## Problem requirements
Transcribe the passage about Cohere's language models word for word, beginning at "LLMs may show" and ending at "a major focus.".

[[ Text passage, beginning ]]

One such question is “language confusion.” Imagine, Marchisio invited the audience, being a Korean user typing a math question in Korean into an LLM, hitting enter, and the answer appears in English.
“This is a real example that I have seen in the wild, and if you’re frequently a user of LLMs outside of English, you have probably come across this type of error,” Marchisio said.
LLMs may show language confusion at the line level, say, switching between Spanish and English for a line or two, or may pepper words from one language into a paragraph written in another. It is, Marchisio noted, “a pretty jarring user experience”.
The result of this exploration was a paper naming the problem, establishing a benchmark to evaluate these types of failures, and pinpointing mitigating techniques.
Efficiency at Work
Cohere, which added USD 100m to its latest funding round in September 2025, focuses on building LLMs for enterprise. The practical realities of deployment are therefore a major focus.
Command A is available via API, but when users need a local or private deployment, hardware becomes a much bigger consideration.
“Given the diversity of our customers worldwide, we observe variations in compute capabilities across different regions, and there is a need for Cohere to be very flexible on efficiency”, Marchisio said.
One way to make models easier to run on less powerful hardware is by simplifying how numbers are stored, in a process called “quantization”, effectively shrinking the model. But, as Marchisio explained, “nothing in life is free, so there is a cost to quantization.”

[[ Text passage, end ]]
[[ Given information, beginning ]]

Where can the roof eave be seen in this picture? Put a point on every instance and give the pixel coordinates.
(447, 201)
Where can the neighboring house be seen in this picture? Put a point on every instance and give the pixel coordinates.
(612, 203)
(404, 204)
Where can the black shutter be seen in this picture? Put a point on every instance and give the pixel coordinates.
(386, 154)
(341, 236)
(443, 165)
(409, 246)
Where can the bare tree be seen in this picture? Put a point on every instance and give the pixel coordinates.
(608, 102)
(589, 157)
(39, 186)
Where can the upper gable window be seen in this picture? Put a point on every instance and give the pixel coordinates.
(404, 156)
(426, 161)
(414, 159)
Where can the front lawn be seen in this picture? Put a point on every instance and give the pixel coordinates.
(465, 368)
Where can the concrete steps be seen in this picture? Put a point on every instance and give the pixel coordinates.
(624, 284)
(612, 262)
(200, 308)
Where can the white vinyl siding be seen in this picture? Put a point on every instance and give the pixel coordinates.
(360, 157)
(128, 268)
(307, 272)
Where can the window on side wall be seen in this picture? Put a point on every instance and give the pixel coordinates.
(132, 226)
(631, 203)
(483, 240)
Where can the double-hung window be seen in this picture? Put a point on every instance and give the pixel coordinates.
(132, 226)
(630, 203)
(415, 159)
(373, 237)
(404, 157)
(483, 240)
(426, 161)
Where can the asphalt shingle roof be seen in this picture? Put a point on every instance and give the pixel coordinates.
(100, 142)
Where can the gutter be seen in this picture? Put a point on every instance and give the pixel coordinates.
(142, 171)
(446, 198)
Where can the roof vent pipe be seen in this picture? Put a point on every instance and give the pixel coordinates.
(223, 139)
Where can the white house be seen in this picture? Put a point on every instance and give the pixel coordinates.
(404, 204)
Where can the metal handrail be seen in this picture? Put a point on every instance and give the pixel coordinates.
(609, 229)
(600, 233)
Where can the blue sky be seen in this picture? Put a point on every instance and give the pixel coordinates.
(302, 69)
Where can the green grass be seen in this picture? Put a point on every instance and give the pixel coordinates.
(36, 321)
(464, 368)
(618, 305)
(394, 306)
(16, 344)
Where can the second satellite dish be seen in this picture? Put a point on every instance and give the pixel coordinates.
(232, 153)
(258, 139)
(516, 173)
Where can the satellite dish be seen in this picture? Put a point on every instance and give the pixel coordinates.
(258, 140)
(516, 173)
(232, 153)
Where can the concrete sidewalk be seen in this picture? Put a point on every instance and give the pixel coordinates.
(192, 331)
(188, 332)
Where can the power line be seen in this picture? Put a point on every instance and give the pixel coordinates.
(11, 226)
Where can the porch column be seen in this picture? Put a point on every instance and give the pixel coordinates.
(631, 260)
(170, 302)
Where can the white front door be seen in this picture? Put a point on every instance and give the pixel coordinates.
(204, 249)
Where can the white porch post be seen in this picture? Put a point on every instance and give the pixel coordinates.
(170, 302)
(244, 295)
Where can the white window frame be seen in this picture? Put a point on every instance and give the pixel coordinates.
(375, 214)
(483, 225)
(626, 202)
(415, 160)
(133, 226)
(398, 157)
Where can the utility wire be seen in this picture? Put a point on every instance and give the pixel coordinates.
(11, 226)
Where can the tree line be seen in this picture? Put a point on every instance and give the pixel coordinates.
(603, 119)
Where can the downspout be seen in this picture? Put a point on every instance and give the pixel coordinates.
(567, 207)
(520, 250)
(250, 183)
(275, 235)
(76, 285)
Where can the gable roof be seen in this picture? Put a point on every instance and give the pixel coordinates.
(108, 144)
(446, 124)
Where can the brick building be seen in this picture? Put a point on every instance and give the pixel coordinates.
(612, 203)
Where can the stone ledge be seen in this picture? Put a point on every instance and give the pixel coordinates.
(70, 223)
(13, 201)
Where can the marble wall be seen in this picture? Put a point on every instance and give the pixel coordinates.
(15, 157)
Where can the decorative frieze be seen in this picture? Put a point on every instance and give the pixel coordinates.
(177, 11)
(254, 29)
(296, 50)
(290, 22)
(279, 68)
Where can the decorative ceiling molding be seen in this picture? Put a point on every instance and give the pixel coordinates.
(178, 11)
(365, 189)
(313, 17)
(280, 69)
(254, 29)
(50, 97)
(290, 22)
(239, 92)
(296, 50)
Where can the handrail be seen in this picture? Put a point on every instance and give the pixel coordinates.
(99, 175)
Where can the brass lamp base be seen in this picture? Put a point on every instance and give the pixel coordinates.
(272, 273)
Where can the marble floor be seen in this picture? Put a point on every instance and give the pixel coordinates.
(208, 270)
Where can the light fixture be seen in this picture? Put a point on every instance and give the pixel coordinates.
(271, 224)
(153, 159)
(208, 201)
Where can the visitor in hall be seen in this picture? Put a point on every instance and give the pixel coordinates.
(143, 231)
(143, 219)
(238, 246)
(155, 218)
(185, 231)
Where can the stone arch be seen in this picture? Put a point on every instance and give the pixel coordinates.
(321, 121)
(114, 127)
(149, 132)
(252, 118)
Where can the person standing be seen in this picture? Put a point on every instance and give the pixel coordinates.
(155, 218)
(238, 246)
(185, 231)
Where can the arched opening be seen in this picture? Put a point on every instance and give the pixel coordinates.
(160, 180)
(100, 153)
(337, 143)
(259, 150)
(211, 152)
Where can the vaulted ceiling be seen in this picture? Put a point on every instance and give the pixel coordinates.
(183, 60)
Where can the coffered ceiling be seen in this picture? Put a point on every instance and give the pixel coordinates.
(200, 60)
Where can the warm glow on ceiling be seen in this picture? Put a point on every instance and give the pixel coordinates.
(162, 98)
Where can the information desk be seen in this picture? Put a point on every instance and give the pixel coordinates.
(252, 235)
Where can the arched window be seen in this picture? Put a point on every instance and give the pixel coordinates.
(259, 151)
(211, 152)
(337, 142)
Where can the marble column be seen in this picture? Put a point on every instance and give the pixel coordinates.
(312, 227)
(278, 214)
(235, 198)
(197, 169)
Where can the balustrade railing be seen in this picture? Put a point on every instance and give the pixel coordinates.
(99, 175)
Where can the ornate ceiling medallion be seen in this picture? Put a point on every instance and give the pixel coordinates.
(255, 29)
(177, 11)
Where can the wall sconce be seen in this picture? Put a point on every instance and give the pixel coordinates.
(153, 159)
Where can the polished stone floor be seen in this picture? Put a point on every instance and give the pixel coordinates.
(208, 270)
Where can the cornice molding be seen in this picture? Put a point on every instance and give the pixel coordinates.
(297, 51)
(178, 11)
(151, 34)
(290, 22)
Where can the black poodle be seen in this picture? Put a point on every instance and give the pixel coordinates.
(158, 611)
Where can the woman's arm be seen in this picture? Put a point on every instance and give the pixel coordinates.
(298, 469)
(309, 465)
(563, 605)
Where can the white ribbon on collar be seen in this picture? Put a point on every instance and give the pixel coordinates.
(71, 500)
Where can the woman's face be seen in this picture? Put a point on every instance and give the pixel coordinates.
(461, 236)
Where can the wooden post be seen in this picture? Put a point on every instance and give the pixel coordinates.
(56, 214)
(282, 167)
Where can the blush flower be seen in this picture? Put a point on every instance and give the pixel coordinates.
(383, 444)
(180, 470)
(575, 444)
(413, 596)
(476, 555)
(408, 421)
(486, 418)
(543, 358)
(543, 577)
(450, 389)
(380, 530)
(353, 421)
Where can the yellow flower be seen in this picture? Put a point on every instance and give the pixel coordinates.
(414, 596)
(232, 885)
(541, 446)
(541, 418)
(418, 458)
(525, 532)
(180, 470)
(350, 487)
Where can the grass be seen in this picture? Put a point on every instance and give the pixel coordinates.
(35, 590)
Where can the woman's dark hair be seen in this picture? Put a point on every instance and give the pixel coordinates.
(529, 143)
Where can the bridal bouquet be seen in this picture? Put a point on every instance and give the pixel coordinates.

[[ Given information, end ]]

## Exercise output
LLMs may show language confusion at the line level, say, switching between Spanish and English for a line or two, or may pepper words from one language into a paragraph written in another. It is, Marchisio noted, “a pretty jarring user experience”.
The result of this exploration was a paper naming the problem, establishing a benchmark to evaluate these types of failures, and pinpointing mitigating techniques.
Efficiency at Work
Cohere, which added USD 100m to its latest funding round in September 2025, focuses on building LLMs for enterprise. The practical realities of deployment are therefore a major focus.